**THE PROBLEM:** Rewrite the entries below, putting "nonzero" wherever "even-odd" appears and leaving everything else the same.

**THE RECORDS:**
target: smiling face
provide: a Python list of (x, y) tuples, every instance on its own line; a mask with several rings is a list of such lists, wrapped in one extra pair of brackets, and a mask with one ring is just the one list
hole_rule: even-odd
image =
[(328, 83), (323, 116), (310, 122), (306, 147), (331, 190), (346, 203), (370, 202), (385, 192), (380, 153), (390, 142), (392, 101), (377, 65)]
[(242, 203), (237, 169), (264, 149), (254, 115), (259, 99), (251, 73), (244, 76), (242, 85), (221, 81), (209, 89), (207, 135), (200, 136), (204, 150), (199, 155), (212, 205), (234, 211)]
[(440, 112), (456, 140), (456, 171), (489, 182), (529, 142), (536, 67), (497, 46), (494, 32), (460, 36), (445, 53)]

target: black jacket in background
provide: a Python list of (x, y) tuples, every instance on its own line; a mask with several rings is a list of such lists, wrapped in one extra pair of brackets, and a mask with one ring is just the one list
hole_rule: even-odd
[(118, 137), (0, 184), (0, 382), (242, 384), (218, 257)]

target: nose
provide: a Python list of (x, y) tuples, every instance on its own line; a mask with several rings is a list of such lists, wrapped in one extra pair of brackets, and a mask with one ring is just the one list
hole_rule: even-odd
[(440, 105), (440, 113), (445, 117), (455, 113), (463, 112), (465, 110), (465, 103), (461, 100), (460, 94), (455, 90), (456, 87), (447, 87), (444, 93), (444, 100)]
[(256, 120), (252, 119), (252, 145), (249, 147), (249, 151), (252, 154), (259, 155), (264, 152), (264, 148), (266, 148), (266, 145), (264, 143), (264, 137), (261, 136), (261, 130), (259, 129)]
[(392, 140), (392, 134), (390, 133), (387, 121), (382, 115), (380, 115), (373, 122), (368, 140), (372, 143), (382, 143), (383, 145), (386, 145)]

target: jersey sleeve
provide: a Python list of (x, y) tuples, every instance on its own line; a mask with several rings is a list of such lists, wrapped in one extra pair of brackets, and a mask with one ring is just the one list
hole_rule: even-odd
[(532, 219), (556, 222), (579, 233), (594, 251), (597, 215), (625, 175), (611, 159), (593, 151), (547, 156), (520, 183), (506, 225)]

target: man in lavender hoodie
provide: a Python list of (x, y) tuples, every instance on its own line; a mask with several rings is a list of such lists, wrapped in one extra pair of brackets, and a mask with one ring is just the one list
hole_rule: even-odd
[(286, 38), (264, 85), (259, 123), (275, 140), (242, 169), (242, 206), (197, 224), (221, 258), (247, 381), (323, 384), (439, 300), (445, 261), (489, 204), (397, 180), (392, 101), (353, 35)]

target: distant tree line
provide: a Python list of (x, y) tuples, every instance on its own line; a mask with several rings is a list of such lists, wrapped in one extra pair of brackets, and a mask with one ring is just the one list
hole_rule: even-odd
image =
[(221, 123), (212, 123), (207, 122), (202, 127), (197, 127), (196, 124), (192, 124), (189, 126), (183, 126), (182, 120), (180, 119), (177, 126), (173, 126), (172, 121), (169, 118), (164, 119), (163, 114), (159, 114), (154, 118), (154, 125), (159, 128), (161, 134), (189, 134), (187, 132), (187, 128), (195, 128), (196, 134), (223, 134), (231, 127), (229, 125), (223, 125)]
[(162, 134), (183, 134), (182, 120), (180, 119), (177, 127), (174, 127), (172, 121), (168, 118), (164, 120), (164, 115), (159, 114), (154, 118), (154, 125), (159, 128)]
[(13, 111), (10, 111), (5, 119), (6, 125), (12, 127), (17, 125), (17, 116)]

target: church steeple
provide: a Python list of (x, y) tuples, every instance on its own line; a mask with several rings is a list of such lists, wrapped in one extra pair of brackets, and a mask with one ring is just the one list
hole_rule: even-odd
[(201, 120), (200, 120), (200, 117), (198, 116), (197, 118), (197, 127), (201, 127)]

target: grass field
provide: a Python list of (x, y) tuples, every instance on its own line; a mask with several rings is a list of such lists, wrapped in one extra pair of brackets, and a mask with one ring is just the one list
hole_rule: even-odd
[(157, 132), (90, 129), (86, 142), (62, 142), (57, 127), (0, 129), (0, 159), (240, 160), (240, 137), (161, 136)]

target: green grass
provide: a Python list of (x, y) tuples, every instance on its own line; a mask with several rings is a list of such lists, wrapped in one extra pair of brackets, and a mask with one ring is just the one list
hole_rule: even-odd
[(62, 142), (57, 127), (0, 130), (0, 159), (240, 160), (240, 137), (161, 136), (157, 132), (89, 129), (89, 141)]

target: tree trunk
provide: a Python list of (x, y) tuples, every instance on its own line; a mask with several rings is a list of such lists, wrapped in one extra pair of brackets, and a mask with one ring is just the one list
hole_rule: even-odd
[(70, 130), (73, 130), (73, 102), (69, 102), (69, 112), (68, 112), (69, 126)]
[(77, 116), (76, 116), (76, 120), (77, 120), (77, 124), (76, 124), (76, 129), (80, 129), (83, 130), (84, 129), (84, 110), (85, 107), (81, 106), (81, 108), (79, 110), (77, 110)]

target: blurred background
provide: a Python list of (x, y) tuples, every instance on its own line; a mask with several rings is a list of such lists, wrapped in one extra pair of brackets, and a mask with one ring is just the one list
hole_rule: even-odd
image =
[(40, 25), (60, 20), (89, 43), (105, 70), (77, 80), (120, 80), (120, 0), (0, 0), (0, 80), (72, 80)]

**COMPLETED EXERCISE:**
target: smiling face
provide: a Python list of (x, y) tuples, every instance on its own line; a mask with several rings is a list of such lists, wrapped in one extra pair of brackets, and a mask with one ring is just the one list
hole_rule: nonzero
image =
[(328, 83), (323, 116), (310, 122), (306, 147), (331, 190), (346, 203), (370, 202), (385, 192), (380, 153), (390, 142), (392, 101), (377, 65)]
[(242, 203), (237, 169), (264, 149), (254, 115), (259, 99), (251, 73), (244, 76), (242, 85), (221, 81), (209, 89), (207, 135), (200, 136), (204, 150), (199, 155), (212, 205), (234, 211)]
[(440, 112), (456, 140), (456, 171), (489, 182), (529, 142), (536, 67), (497, 46), (494, 32), (460, 36), (445, 53)]

target: black jacket in background
provide: a Python list of (x, y) tuples, every instance on its own line; a mask with several rings is a list of such lists, wrapped in one extra pair of brackets, and a mask with one ring is just the one list
hole_rule: nonzero
[(118, 137), (0, 184), (0, 382), (242, 384), (218, 257)]

target: nose
provide: a Python list of (x, y) tuples, every instance on its own line; a mask with several rings is a list of such lists, wrapped in one extra pair of brackets, and a mask with one ring is just the one list
hole_rule: nonzero
[(440, 105), (440, 113), (445, 117), (455, 113), (463, 112), (465, 110), (465, 103), (461, 100), (460, 94), (455, 90), (456, 87), (447, 87), (444, 93), (444, 100)]
[(256, 120), (252, 119), (252, 145), (249, 147), (249, 151), (252, 154), (259, 155), (264, 152), (264, 148), (266, 148), (266, 145), (264, 143), (264, 137), (261, 136), (261, 130), (259, 129)]
[(392, 140), (392, 134), (390, 133), (387, 121), (382, 115), (380, 115), (373, 122), (368, 140), (372, 143), (382, 143), (383, 145), (386, 145)]

target: jersey sleeve
provide: a Python list of (x, y) tuples, every instance on its own line; a mask with several rings is a list of such lists, wrapped in one extra pair of brackets, and a mask with one ring is just the one list
hole_rule: nonzero
[(532, 219), (556, 222), (579, 233), (594, 251), (597, 215), (625, 175), (611, 159), (593, 151), (547, 156), (520, 183), (506, 225)]

target: man in lavender hoodie
provide: a Python list of (x, y) tuples, every instance on its own line; a mask with several rings is a list of such lists, wrapped in one extra pair of brackets, and a mask with one ring is just the one list
hole_rule: nonzero
[(286, 38), (264, 85), (259, 123), (275, 140), (242, 169), (242, 206), (197, 224), (221, 258), (247, 381), (323, 384), (439, 300), (445, 261), (489, 204), (397, 180), (392, 101), (353, 35)]

target: distant tree line
provide: a Python list of (x, y) tuples, every instance on its own line; a mask with several rings is a list of such lists, wrapped in one extra pair of brackets, and a mask with one ring is just the one list
hole_rule: nonzero
image =
[(221, 123), (212, 123), (207, 122), (202, 127), (197, 127), (196, 124), (192, 124), (189, 126), (183, 126), (182, 120), (180, 119), (177, 126), (173, 126), (172, 121), (169, 118), (164, 119), (163, 114), (159, 114), (154, 118), (154, 125), (159, 128), (161, 134), (189, 134), (187, 132), (187, 128), (195, 128), (196, 134), (223, 134), (231, 127), (229, 125), (223, 125)]
[(162, 134), (183, 134), (182, 120), (180, 119), (177, 127), (174, 127), (172, 121), (168, 118), (164, 120), (164, 115), (159, 114), (154, 118), (154, 125), (159, 128)]
[(13, 111), (10, 111), (5, 119), (6, 125), (12, 127), (17, 125), (17, 116)]

target: church steeple
provide: a Python list of (x, y) tuples, every instance on its own line; a mask with several rings is a list of such lists, wrapped in one extra pair of brackets, and a mask with one ring is just the one list
hole_rule: nonzero
[(201, 120), (200, 120), (200, 117), (198, 116), (197, 118), (197, 127), (201, 127)]

target: grass field
provide: a Python list of (x, y) tuples, every instance on its own line; a mask with several rings is a list of such lists, wrapped in one extra pair of brackets, and a mask with one ring is just the one list
hole_rule: nonzero
[(157, 132), (90, 129), (86, 142), (62, 142), (57, 127), (0, 129), (0, 159), (240, 160), (240, 137), (161, 136)]

target: green grass
provide: a Python list of (x, y) tuples, every instance on its own line; a mask with several rings is a list of such lists, wrapped in one extra pair of brackets, and a mask with one ring is just the one list
hole_rule: nonzero
[(62, 142), (57, 127), (0, 130), (0, 159), (240, 160), (240, 137), (161, 136), (157, 132), (89, 129), (89, 141)]

target: tree trunk
provide: a Python list of (x, y) tuples, every instance on its own line; a mask with several rings is a list of such lists, wrapped in one extra pair of brackets, and a mask with one ring is just the one list
hole_rule: nonzero
[(70, 130), (73, 130), (73, 102), (69, 102), (69, 112), (68, 112), (69, 126)]
[(77, 116), (76, 116), (76, 120), (77, 120), (77, 124), (76, 124), (76, 129), (80, 129), (83, 130), (84, 129), (84, 110), (85, 107), (81, 106), (81, 108), (79, 110), (77, 110)]

target: blurred background
provide: a Python list of (x, y) tuples, every instance on its own line; a mask with several rings is a list of such lists, wrapped in one extra pair of brackets, and a mask with one ring is just the one list
hole_rule: nonzero
image =
[(40, 25), (60, 20), (89, 43), (105, 70), (77, 80), (120, 80), (120, 0), (0, 0), (0, 80), (72, 80)]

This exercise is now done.